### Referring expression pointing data
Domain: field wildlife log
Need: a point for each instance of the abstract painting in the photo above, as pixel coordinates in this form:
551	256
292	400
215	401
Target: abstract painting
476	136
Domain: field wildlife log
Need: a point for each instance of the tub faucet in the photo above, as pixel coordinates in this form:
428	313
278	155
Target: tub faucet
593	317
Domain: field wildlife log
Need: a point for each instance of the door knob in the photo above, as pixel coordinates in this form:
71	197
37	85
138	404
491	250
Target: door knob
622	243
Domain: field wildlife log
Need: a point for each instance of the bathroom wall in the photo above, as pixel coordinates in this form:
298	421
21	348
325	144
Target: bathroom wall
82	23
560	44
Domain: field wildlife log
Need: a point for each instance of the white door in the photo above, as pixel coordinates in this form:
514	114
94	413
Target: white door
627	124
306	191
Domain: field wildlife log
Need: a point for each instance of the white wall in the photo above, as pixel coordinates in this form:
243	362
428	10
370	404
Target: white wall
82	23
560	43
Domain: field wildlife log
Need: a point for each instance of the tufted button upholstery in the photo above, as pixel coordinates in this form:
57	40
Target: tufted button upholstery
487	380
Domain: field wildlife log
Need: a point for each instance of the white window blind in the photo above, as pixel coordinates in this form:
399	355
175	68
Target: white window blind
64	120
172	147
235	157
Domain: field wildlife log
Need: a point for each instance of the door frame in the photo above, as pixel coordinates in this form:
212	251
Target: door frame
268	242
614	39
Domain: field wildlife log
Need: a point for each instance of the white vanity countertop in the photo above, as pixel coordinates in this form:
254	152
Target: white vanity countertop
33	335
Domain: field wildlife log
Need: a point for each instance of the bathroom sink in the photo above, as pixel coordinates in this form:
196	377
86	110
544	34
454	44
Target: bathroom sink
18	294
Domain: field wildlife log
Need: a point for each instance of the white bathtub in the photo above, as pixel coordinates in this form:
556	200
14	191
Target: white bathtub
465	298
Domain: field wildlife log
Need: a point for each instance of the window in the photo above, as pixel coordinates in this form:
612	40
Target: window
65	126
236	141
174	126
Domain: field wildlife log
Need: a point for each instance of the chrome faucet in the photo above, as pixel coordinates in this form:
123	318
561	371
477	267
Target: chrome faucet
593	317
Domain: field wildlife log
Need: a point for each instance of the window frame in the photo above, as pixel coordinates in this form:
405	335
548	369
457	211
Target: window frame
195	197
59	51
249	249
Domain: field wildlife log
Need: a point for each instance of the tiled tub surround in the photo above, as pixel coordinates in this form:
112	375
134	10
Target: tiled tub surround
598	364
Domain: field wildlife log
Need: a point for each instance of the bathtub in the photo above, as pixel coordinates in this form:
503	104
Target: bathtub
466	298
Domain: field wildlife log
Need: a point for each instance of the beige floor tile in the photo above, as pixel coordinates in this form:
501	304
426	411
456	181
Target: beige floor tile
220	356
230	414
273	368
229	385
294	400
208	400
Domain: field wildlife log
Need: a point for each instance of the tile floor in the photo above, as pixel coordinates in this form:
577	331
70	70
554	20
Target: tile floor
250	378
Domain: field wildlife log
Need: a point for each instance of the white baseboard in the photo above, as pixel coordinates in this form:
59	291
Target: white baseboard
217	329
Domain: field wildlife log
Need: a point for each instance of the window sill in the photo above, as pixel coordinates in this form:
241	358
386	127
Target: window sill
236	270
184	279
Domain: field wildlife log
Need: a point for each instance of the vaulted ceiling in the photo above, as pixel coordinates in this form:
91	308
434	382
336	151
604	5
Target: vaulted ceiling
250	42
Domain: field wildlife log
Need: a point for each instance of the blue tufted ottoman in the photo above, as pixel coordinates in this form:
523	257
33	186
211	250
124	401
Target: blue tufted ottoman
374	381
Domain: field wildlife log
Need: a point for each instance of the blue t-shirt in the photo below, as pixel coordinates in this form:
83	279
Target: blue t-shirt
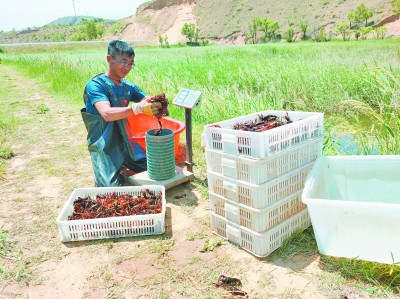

### PROBLEM TO SOLVE
With the string "shirt" as the key, filter the data above and show the lines that match.

### RESPONSE TO THE EXERCISE
Need: a point for each instance of the blue t-shirt in the photo below, as pixel coordinates in this form:
Target: blue t-shirt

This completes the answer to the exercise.